Object location annotation data:

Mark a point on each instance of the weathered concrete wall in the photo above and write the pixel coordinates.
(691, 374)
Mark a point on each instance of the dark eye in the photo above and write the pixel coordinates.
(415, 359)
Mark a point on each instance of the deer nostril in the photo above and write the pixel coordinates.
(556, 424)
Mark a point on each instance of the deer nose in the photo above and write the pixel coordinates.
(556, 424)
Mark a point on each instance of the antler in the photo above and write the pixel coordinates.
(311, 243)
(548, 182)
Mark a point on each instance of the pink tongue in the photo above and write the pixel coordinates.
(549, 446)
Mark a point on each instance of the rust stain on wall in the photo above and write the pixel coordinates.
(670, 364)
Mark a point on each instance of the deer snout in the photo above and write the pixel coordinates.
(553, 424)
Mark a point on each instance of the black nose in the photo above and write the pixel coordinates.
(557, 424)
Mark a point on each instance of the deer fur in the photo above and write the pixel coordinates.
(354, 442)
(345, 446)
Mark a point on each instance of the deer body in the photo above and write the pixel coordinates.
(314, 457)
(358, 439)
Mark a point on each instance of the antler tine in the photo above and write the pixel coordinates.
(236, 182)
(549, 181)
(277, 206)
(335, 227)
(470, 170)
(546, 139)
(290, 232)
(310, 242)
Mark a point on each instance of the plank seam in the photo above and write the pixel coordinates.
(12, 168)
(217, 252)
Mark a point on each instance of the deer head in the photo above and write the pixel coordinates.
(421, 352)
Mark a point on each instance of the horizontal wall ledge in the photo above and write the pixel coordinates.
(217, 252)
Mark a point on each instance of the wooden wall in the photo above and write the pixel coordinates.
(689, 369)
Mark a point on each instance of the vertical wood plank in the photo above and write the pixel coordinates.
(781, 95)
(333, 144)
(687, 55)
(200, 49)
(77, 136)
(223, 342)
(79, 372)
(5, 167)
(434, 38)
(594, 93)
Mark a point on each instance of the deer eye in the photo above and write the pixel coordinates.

**WHAT YOU ARE ASKED TO DO:** Reproduce the listing line for line, keeping every word and coordinate unchanged.

**CORRECT ANSWER:**
Mark a point on each instance of the weathered concrete wall in the photo above and write the pixel coordinates.
(691, 374)
Mark a point on each instance of the dark eye in the photo above and write the pixel coordinates.
(415, 359)
Mark a point on each instance of the deer nostril in the photo above and write the pixel coordinates.
(556, 424)
Mark a point on each instance of the deer nose in the photo above and write the pixel coordinates.
(556, 424)
Mark a point on each instance of the antler in the photo above and write the pixel coordinates.
(311, 243)
(548, 182)
Mark a point on each instance of the pink tongue in the photo above and write the pixel coordinates.
(549, 446)
Mark a point on each instance of the rust stain on wall in the photo above and write the pixel coordinates.
(670, 364)
Mark a point on each instance of the deer snout in the photo above and write the pixel coordinates.
(553, 424)
Mark a point on each instance of the black nose in the photo above and write the pixel coordinates.
(557, 424)
Mark a point on each instance of the deer fur in the photo above and write the pixel coordinates.
(354, 442)
(345, 446)
Mark a point on each instance of the deer body in the photo above and write the pixel coordinates.
(314, 457)
(358, 439)
Mark a point on each instance of the antler tine in the photo above and write the pixel coordinates.
(236, 182)
(549, 181)
(277, 206)
(335, 227)
(470, 170)
(546, 139)
(290, 232)
(310, 242)
Mark a point on each instance of the plank seam in the photo above and write the pixel coordinates.
(12, 168)
(217, 252)
Mark a point on each instance of the deer head in the photo above and write the pixel coordinates.
(421, 352)
Mark a point on each instance of the horizontal wall ledge in the photo above and write the pixel coordinates.
(217, 252)
Mark a point on each instance of the wooden wall in the photo above and write the pixel coordinates.
(689, 369)
Mark a point on each instance of the vertical wood plank in the photo above and write the pixel coordinates.
(781, 95)
(333, 144)
(687, 55)
(200, 49)
(77, 136)
(223, 342)
(79, 372)
(5, 167)
(434, 38)
(594, 93)
Mark a point on each instance of the deer eye in the photo above and write the pixel coordinates.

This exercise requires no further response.